--- start of DATASET EXCERPTS ---

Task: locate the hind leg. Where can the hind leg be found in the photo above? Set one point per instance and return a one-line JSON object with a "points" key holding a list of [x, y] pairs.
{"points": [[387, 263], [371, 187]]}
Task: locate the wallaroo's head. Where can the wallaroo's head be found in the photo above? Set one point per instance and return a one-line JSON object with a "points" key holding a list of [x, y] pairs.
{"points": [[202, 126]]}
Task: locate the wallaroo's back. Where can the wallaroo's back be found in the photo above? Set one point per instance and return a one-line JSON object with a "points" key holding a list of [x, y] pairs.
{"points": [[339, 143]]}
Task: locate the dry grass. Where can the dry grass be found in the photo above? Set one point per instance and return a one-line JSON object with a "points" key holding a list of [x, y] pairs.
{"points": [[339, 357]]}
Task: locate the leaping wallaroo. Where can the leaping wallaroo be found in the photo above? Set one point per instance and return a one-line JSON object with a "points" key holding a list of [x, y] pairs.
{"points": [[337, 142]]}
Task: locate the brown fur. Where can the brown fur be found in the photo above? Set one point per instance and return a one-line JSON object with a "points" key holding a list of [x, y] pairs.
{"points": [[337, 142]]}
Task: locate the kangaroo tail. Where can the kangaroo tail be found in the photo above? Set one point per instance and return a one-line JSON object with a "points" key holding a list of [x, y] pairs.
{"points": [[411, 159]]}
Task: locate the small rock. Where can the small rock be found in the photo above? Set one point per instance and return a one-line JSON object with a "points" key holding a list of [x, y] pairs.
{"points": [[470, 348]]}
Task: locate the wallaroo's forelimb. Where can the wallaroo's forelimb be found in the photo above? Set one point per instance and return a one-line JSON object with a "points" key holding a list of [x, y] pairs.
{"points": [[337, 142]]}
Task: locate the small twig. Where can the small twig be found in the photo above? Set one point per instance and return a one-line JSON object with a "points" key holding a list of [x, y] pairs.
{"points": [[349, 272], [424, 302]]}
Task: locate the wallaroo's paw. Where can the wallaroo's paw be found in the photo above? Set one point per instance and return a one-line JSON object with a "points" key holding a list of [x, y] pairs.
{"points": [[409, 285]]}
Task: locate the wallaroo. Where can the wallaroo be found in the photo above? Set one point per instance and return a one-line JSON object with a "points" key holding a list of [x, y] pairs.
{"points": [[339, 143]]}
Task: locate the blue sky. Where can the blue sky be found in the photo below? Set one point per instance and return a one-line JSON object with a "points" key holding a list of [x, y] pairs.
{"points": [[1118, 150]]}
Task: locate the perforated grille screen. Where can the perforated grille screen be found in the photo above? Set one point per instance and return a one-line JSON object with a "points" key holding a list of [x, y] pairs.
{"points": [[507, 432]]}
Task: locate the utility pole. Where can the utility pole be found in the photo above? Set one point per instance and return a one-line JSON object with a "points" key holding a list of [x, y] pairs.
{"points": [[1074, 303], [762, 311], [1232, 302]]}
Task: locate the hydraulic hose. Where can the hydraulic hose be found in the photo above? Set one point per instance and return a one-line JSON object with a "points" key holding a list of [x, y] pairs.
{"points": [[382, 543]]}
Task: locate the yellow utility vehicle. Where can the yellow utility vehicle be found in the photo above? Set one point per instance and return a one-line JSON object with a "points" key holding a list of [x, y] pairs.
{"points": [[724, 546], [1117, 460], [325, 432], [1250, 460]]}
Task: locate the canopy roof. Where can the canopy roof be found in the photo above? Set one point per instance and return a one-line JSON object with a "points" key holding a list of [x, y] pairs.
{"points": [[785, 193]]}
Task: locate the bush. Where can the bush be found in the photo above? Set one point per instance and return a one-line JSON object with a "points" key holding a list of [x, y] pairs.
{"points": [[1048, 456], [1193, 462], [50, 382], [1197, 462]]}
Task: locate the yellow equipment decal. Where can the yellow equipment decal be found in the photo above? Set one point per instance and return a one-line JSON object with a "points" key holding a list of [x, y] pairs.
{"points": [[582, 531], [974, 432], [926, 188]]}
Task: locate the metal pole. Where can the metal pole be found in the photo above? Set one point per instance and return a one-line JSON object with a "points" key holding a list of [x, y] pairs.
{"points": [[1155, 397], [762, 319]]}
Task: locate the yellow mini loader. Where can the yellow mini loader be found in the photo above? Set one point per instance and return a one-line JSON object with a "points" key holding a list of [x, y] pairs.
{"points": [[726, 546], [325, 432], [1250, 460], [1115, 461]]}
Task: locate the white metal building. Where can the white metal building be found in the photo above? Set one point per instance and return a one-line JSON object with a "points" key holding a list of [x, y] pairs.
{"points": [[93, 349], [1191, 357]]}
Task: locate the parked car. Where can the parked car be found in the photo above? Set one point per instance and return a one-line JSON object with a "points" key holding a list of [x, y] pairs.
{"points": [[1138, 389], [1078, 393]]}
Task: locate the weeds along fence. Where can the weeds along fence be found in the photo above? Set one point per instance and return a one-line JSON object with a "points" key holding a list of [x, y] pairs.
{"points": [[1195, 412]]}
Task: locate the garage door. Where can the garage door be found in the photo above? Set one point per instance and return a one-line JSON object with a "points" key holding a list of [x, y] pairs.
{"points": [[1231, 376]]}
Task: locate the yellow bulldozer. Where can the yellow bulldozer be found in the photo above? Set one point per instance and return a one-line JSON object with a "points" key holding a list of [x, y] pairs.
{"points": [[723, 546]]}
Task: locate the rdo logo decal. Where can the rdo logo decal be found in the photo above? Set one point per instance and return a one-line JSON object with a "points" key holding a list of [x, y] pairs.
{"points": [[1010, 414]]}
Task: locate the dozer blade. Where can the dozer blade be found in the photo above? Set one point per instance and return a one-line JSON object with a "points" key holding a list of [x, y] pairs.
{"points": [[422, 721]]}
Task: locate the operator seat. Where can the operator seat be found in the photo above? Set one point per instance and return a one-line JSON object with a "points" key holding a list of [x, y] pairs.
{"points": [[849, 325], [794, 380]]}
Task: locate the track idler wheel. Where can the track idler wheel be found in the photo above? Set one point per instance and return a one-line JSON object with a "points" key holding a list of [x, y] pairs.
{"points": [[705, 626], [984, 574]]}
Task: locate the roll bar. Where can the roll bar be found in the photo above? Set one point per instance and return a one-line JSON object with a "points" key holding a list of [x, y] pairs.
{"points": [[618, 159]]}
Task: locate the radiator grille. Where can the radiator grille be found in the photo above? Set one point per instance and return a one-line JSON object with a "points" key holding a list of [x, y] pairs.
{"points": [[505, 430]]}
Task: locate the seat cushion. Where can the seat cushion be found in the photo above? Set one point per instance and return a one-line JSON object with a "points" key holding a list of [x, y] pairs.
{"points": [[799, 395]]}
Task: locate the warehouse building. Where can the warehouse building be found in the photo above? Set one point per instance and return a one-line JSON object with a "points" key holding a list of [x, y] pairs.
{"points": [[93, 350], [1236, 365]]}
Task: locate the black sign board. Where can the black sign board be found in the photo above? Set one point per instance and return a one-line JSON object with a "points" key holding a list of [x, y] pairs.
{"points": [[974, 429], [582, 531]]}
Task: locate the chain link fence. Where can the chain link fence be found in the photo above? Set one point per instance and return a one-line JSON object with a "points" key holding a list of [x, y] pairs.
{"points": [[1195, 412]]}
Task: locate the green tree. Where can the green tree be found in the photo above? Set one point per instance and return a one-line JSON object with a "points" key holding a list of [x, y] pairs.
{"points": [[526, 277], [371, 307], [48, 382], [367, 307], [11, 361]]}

--- end of DATASET EXCERPTS ---

### OBJECTIVE
Each line from the one with "Task: locate the roll" through the last line of the records must be written out word for word. Include nothing else.

### RESPONSE BELOW
Task: locate the roll bar. Where can the roll bar be found in the photo above? Set one point per instance and return a one-line JSON object with a "points" key holding a list of [x, y] pairs.
{"points": [[618, 159]]}
Task: locate the radiator grille. Where can the radiator grille be found in the photo above? Set one point per instance and return a one-line JSON object with a "points" key holding a list of [x, y] pairs.
{"points": [[505, 430]]}
Task: locate the seat cushion. Where can the seat cushion be found in the photo above? Set one point per instance and return a one-line JSON object with a "points" key holding a list of [x, y] pairs.
{"points": [[799, 395]]}
Task: locate the warehouse building. Where can the warehouse building be found in the photo above? Set one point per instance and return a one-line JSON object with a "points" key holding a list of [x, y] pairs.
{"points": [[93, 350], [1236, 365]]}
Task: locate the black sign board. Where can the black sign board be found in the photo above? Set one point per instance and return a one-line JSON object with a "points" key holding a list of [x, y] pairs.
{"points": [[974, 429], [582, 531]]}
Task: locate the chain link fence. Where can the chain link fence be found in the photo above? Set one point per instance and return a one-line JSON object with a "points" key holding a list of [x, y] pairs.
{"points": [[1195, 412]]}
Task: locate the green tree. Where can the green tree be found in the photo above? Set one point per instance and return a one-line JSON object with a "points" key holding a list of [x, y] pairs.
{"points": [[526, 277], [371, 307], [48, 382], [367, 307], [11, 361]]}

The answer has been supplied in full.